Records:
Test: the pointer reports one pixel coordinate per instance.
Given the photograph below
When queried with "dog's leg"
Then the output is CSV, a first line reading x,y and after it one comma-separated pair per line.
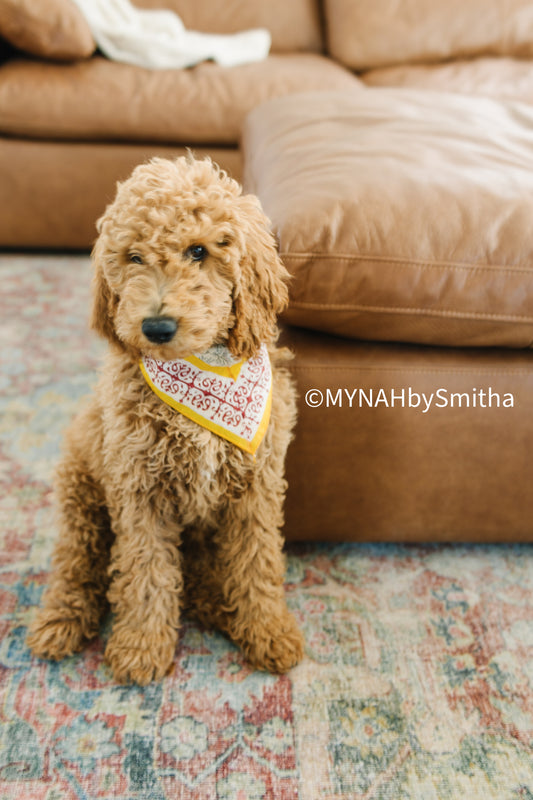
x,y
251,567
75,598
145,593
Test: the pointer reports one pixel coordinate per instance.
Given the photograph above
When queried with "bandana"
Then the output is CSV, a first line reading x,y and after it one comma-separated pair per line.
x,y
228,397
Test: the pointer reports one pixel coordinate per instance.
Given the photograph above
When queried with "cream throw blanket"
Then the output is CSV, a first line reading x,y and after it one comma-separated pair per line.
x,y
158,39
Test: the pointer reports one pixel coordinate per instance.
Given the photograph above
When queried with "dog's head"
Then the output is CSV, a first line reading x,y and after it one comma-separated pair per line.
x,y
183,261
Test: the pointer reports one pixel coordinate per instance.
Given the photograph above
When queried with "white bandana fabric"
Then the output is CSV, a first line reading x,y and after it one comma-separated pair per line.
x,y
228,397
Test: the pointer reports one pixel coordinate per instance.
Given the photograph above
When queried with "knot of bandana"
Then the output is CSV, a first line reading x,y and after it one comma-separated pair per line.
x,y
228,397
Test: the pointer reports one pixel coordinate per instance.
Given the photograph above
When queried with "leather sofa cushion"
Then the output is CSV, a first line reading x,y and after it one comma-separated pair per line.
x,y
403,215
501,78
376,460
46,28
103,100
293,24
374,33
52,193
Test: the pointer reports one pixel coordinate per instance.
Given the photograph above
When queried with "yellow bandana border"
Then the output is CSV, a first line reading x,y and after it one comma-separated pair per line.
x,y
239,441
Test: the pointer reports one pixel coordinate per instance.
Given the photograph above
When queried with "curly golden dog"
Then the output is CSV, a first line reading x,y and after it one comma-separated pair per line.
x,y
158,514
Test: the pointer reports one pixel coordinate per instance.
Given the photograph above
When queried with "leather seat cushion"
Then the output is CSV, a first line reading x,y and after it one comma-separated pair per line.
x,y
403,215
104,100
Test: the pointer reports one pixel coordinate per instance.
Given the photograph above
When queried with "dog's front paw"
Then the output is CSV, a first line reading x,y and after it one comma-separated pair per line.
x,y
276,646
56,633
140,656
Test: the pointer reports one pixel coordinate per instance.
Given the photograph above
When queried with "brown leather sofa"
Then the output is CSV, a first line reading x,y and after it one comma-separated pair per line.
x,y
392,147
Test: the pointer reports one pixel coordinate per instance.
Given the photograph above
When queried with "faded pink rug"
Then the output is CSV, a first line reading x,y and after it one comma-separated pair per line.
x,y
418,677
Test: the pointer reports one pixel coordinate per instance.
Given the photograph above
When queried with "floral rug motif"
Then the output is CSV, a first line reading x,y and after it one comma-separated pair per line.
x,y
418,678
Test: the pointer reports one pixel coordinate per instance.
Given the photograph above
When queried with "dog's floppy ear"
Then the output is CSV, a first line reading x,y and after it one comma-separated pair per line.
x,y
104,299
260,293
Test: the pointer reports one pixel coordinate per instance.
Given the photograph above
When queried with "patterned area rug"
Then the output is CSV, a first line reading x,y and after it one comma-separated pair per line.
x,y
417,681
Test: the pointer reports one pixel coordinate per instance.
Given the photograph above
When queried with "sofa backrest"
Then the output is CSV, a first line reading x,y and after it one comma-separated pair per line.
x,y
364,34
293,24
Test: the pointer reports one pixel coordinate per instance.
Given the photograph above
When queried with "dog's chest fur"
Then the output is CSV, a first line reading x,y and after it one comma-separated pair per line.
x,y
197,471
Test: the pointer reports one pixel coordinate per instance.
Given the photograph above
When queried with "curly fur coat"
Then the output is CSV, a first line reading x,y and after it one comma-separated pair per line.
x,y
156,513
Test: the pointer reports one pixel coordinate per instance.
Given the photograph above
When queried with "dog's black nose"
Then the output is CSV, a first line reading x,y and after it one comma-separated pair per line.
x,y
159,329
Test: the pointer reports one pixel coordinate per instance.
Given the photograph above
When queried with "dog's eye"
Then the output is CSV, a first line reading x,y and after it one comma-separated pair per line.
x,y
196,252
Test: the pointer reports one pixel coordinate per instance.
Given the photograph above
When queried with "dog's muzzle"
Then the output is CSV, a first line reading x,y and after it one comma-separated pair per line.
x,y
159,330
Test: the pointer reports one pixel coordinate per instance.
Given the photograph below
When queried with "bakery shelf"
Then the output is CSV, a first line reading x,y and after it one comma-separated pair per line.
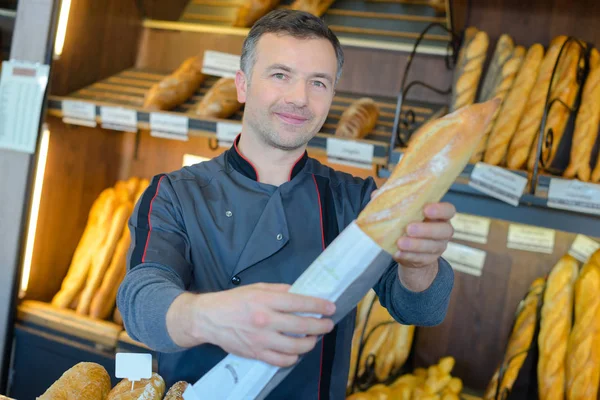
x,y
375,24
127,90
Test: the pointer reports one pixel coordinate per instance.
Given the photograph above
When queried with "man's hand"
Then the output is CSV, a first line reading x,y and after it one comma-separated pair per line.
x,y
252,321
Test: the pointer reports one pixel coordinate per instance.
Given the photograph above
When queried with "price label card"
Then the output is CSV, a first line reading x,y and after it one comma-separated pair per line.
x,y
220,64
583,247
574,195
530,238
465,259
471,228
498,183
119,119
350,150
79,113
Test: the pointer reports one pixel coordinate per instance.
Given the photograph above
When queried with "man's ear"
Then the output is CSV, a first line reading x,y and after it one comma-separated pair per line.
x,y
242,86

The exercise: Your task is to retype all the entries exactly and leave out any pictures.

Solution below:
Test: the pointer reports one pixel coordinate per instance.
Given the photograph below
When queried with "dog's leg"
Then the output is CSV, a first line reading x,y and after it one comma-separated pair per line.
x,y
251,567
75,598
145,593
Test: the pointer reports one pixel coordinate per instance.
Given the photograph above
When queried with "bandana"
Then the output is CSV, a first line reading x,y and after it one comma-separated pair per line.
x,y
228,397
Test: the pointer reports one pixel coordinate per instance.
Given the photograph above
When queried with "cream throw blanket"
Then the output is CSV, a first line reading x,y and after it one comma-separated pair per line.
x,y
158,39
Test: the pointer reports one pixel coordinate per instance.
Given the photograph above
When queried with "dog's head"
Then the output is CSV, a first line reading x,y and after it one comma-separated pair per line.
x,y
183,261
Test: the pointer reports one pixel coordinate per instance.
Given the photograph above
When queried with "white bandana fabric"
Then the output is CSV, a first line reading x,y and after it one comma-separated pair per line.
x,y
228,397
Test: the pointer reports one pixel coordinate per instance.
Given the photograph above
When queried with "knot of bandana"
Then the output is CSV, a first line reading x,y and after it one comma-separated pair per line.
x,y
228,397
Test: the pointer reports one pixel coordinate per instance.
Given the photograph above
When queried with "leather sofa cushion"
Then the output is CSV, a first line reading x,y and after it one comma-separated pair per line.
x,y
403,215
501,78
376,460
46,28
103,100
293,24
374,33
52,193
Test: the pointer reports one pixel coordinate per instance.
Given the photograph above
When queried with "yellow bandana border"
Then the output is CSV, a first line reading x,y and after it one comma-separated pair per line.
x,y
239,441
Test: the pointer reports one pixel coordinate per instance.
Given the photograph above
When queried with "curly golden dog"
Then the output is CSV, a first line reading x,y and after it one comma-separated pair per line.
x,y
158,514
Test: the pointer reports one pixel coordinate per instance.
Given the photograph above
When queried with "leather seat cushion"
Then the output is CSV, a first line reading x,y and after it one comma-separated pair per line.
x,y
403,215
104,100
Test: the pointer reports one pixel coordinate per instance.
Given the photograph above
When queried with "dog's front paw"
Then the output is CSV, a first line reading x,y and after it one comma-separated pair per line.
x,y
276,646
56,633
140,656
Test: the pointer reports one pixel coordinate per instance.
Given the photograph above
When queried with "brown leather sofa"
Then the output is CSV, a first line reading x,y and after it one comma-separated pair per line.
x,y
392,147
Test: the pointer reports one pixel coordinate per instance.
Given the photograph above
When queried with "faded pink rug"
Then the output is CSV, a first line reading x,y and after it one comma-separated pair per line.
x,y
418,677
Test: the pointer reports one pixel coordinate per instance.
Given the photograph above
When queried with "floral rug motif"
Then the output is CSV, a first line reading x,y and after it one comma-separated pair per line.
x,y
418,678
Test: the pointer reports one pixel coordinate per instance.
Given the photograph above
When queried with "dog's floppy ear"
Then the output is CSV, a first line reading x,y and after it one comma-separated pair per line.
x,y
104,299
260,293
Test: the pointer reports one pixel coordinate per instance.
Given the photograph above
When queried with "patterned area rug"
Then the output is CSV, a first line reading x,y and after it one comma-separated pair per line.
x,y
417,681
Test: the pointer reports one pixel coordinate per instance.
Given the photograph above
When queried with "sofa backrest"
Then the output is CSV, a first line reading x,y and after it one comma-separated pair per line.
x,y
364,34
293,24
Test: the pointer reports one pixel coordinate per instance.
Given the photograph above
When queried with "dog's chest fur"
Then the output is CSV, a first line reading x,y and after it one comma-separated pair per line.
x,y
197,471
Test: the pointer reports one pixel coordinate per instance.
Given the photograph above
When queried with "curly fur coat"
Then the output is CSV, a first line reading x,y and after it one comma-separated pair per line.
x,y
156,513
Test: the pointer reports one pixel coordinate per instance.
Given the photograph above
When queried with "dog's black nose"
Then the output is CSV, a first line reading x,y and after it one comma-separated pair per line.
x,y
159,329
Test: the pointer reports one pixel coordinate per instance.
Given the photograph above
When queried with "dog's eye"
Then the output is CSV, a first line reading x,y and after it one comma-separated pair per line.
x,y
196,252
Test: the pointer reports one pixel coordinate per instance.
Given the photograph above
When queried with "dog's muzzle"
Then the output is CSV, a first line reading x,y and after it one comma-separated pair per line.
x,y
159,330
Test: the pointer reports one pixel coordinate per instance.
Given the photograph below
When queried with "bakery shelf"
Then the output is CSV, a first line reading x,y and after it one comma-separated pair per line.
x,y
375,24
127,90
Test: the pointer reports one pixel coordinate per instance.
Given the photograph above
When queried with "man's hand"
Then the output is CSV, a first line reading x,y and after it one comma-separated pair per line.
x,y
252,321
Test: the pointer reports one pixel coordinate per instance.
Given the photograph above
When queried with "price label card"
Then the output is CSV, a first line reading x,y and after it one comma-separated pair per line.
x,y
220,64
583,247
574,195
530,238
465,259
471,228
498,183
119,119
350,150
79,113
Test: the pointer reports one pixel coordinate per instance.
Given the photograph above
When queried with "man's ear"
Then the output is CSV, a first line reading x,y and after it one comma-separated pair per line.
x,y
242,86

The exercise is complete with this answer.